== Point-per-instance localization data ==
::::::

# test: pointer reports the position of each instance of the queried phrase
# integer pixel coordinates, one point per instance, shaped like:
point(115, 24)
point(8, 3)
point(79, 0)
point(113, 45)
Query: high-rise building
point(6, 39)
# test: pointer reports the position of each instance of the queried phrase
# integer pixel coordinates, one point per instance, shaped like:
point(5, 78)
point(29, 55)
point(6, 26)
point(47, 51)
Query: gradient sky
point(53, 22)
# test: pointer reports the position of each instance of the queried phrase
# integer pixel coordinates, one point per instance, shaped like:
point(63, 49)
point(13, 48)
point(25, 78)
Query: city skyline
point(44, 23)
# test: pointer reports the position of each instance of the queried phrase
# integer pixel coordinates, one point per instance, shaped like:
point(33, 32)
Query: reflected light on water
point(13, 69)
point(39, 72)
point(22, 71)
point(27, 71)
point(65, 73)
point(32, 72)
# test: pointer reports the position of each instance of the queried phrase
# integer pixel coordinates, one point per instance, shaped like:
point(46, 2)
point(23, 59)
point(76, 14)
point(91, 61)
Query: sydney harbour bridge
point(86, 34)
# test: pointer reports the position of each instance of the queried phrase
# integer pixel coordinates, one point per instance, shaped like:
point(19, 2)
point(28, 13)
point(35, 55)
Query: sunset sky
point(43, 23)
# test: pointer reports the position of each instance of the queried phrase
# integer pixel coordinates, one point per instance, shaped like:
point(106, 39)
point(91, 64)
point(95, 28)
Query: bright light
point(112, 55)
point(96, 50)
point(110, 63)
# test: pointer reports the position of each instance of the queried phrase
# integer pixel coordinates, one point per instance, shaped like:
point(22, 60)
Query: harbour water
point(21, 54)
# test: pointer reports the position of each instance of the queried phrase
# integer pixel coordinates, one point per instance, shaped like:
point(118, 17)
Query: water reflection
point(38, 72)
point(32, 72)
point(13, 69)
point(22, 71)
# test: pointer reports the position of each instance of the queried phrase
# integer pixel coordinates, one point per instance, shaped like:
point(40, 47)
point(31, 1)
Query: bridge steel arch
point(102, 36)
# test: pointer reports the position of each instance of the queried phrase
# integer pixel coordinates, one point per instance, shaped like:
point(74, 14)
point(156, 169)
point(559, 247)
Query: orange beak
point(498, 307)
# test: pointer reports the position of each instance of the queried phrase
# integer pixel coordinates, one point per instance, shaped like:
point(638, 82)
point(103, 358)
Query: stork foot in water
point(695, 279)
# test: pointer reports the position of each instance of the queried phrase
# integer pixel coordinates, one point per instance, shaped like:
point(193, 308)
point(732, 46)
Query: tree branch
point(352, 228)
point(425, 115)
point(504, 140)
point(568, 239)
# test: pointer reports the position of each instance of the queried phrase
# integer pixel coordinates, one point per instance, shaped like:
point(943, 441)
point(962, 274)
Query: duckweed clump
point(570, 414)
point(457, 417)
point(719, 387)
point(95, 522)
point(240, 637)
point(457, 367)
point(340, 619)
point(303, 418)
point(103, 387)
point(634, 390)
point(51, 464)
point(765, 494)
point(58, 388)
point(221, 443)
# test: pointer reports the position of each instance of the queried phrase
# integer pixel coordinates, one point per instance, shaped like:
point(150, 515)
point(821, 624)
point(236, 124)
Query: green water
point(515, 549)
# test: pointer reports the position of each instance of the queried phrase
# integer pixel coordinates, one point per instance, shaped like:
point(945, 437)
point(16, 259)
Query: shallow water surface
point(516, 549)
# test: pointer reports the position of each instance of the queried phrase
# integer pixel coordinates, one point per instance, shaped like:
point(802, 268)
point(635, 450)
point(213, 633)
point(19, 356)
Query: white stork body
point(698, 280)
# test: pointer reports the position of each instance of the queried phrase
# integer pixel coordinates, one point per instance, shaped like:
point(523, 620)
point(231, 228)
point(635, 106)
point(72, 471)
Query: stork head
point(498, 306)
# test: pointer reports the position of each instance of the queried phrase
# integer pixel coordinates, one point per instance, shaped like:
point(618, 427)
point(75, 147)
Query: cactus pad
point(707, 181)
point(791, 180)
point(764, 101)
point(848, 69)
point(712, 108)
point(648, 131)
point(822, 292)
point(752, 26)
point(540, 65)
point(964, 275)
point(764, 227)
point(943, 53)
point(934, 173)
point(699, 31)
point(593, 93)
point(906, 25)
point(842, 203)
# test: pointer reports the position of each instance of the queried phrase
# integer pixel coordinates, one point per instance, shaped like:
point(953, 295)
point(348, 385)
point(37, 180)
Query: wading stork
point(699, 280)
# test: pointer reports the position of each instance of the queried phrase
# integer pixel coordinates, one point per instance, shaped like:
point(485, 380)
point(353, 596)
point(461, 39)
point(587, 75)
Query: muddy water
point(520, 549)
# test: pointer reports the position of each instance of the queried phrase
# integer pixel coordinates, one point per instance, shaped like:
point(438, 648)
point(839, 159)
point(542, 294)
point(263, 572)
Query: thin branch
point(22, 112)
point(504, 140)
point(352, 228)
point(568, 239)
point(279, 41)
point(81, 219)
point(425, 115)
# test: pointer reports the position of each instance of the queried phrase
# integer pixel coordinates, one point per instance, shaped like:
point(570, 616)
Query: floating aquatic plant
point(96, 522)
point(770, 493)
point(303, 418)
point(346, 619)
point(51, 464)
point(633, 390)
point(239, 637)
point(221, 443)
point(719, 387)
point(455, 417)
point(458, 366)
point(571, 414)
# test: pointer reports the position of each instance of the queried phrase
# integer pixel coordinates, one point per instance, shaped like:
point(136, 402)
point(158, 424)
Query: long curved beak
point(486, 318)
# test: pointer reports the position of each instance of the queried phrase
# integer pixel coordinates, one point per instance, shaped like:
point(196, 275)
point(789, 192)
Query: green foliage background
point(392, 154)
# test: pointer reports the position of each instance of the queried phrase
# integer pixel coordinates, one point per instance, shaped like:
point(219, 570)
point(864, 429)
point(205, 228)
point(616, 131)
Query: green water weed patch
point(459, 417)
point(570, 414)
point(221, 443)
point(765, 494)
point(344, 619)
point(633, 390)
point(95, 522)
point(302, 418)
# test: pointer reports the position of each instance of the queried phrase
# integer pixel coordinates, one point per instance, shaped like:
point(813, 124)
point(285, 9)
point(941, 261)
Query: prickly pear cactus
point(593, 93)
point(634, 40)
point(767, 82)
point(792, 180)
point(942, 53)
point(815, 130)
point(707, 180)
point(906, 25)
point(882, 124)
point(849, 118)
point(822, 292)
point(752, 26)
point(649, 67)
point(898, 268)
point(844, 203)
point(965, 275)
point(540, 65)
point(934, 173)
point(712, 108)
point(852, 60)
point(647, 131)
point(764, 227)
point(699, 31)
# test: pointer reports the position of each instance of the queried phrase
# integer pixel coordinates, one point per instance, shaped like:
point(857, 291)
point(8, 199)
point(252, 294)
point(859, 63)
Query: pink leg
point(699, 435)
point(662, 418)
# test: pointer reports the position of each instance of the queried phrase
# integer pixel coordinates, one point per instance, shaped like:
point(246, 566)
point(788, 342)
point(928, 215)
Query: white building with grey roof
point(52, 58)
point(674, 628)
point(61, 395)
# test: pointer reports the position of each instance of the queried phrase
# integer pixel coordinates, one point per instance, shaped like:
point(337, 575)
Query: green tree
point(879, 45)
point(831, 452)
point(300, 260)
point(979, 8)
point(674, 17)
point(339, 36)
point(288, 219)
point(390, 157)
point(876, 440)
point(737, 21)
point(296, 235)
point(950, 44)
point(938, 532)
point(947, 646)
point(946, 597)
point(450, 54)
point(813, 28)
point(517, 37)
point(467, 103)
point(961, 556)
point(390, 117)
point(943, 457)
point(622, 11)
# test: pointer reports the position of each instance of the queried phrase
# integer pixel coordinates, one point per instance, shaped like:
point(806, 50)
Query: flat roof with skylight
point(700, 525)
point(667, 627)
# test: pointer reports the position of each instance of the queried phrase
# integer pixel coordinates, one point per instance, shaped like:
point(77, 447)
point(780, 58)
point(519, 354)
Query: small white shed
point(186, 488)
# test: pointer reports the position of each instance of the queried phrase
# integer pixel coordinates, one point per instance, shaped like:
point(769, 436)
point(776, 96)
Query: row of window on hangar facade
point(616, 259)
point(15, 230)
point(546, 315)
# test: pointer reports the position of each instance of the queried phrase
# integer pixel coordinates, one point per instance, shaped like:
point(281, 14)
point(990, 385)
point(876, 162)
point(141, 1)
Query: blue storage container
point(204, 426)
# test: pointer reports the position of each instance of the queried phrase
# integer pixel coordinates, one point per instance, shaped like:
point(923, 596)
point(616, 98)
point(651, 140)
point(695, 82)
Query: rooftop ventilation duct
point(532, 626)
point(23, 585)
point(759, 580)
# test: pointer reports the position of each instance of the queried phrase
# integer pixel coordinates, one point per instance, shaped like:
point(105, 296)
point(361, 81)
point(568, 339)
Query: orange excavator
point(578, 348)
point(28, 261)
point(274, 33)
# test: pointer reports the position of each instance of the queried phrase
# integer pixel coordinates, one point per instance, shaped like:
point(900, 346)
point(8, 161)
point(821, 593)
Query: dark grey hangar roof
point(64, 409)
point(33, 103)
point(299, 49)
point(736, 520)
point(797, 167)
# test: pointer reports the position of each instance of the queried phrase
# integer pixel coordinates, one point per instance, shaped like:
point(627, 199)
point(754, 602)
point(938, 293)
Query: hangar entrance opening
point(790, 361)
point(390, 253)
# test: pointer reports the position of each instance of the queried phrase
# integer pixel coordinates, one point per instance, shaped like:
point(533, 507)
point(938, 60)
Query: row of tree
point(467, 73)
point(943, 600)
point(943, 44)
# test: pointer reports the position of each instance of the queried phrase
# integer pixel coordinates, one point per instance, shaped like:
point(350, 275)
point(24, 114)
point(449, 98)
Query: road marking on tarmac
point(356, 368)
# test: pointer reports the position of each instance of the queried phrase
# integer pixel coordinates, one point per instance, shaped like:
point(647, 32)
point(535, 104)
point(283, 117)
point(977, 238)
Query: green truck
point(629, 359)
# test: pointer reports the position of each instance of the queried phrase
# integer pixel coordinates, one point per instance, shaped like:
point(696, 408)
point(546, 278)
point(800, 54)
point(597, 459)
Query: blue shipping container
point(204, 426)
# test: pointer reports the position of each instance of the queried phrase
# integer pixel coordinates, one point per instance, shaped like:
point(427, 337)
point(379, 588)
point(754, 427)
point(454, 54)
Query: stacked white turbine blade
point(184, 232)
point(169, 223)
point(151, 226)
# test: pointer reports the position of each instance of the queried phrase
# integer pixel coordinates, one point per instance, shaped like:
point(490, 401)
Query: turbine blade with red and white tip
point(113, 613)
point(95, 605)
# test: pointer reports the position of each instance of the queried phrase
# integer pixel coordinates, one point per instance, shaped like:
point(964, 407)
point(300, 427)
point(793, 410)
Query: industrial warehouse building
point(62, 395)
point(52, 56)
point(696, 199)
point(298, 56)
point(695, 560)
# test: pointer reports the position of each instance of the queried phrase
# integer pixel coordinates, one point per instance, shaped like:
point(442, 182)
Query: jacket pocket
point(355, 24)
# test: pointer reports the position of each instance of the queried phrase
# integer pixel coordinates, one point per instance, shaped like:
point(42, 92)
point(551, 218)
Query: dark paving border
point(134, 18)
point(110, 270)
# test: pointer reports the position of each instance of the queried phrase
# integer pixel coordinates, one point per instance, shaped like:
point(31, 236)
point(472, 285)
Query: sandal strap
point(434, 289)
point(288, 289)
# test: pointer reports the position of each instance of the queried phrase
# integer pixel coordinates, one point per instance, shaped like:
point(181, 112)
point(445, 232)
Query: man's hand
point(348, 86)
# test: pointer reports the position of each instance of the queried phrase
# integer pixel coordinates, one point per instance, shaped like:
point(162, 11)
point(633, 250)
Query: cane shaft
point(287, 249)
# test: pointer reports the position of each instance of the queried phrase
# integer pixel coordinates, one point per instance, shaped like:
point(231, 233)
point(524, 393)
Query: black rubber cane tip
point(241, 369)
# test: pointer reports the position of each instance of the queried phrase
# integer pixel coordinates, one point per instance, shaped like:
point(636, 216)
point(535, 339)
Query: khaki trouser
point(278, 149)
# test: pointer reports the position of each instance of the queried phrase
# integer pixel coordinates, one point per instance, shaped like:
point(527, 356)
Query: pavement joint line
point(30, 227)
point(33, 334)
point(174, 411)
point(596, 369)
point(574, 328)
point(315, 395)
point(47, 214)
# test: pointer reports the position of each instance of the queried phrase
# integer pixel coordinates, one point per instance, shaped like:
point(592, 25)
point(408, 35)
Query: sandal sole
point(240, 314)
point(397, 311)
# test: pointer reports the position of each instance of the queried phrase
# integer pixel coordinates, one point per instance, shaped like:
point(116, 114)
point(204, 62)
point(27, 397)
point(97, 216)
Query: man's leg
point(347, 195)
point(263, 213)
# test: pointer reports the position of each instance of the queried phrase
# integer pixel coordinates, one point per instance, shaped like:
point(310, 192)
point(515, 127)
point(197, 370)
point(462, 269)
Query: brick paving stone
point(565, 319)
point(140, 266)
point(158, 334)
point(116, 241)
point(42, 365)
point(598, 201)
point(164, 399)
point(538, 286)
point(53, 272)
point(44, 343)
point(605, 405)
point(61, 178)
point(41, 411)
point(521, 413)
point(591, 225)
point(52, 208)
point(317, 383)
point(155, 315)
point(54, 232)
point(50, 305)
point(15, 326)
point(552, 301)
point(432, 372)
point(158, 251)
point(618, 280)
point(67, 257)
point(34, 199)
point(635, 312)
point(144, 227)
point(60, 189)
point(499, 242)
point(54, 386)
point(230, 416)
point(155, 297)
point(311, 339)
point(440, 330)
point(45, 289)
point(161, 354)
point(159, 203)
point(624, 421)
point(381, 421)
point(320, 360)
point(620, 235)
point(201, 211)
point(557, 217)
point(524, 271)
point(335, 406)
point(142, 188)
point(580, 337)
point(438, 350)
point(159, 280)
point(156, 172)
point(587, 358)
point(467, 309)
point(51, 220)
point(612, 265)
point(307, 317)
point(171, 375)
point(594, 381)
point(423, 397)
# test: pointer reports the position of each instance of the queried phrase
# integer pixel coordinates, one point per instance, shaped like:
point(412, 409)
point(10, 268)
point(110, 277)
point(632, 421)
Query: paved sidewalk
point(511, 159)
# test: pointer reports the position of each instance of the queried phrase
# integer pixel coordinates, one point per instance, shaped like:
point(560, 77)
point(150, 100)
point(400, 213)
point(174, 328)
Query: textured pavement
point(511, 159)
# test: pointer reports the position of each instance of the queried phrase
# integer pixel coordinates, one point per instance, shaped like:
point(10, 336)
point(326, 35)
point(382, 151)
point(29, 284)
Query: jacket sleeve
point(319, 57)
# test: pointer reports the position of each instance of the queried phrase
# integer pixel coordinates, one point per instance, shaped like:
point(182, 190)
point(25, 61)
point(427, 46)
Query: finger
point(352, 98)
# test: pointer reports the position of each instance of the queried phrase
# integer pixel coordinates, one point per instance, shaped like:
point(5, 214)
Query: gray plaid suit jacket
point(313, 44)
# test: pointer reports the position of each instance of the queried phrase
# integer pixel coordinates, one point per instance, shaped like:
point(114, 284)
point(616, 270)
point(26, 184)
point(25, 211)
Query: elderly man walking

::::::

== What you have to do ==
Starting at the line that contains "point(382, 151)", output every remaining line of the data exactly, and stop after the last one.

== Exercise output ==
point(382, 151)
point(29, 284)
Query: jacket sleeve
point(319, 57)
# test: pointer reports the position of each instance of the queried phrase
# integer pixel coordinates, one point per instance, shaped like:
point(182, 190)
point(25, 61)
point(427, 46)
Query: finger
point(352, 98)
# test: pointer reports the position of each instance of the queried phrase
# integer pixel coordinates, one point per instance, shaped like:
point(5, 214)
Query: gray plaid suit jacket
point(313, 44)
# test: pointer reports the position of each instance of the queried phrase
# integer pixel coordinates, one point per instance, shaped like:
point(114, 284)
point(616, 270)
point(26, 184)
point(25, 211)
Query: elderly man walking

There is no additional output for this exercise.